____ RECORDS SHOWN

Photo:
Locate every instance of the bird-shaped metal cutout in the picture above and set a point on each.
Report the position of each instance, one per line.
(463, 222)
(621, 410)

________

Can you give the listing again with "cutout" renamed to "silhouette" and every other character left unchanged?

Photo:
Locate every instance of the bird-shaped metal silhouette in the picture above and set a point on each.
Report the position of each instance, one per line.
(463, 222)
(621, 410)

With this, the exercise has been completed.